**Task instructions**
Scan the data beneath this task and copy each line that includes "Target".

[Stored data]
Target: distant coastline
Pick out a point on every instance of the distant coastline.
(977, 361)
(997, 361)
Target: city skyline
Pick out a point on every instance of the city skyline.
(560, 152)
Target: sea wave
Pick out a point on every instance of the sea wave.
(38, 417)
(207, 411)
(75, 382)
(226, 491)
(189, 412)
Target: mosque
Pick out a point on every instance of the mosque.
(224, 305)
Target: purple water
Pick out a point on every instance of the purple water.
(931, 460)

**Answer**
Target: distant coastline
Target: city skyline
Target: sea wave
Target: mosque
Target: purple water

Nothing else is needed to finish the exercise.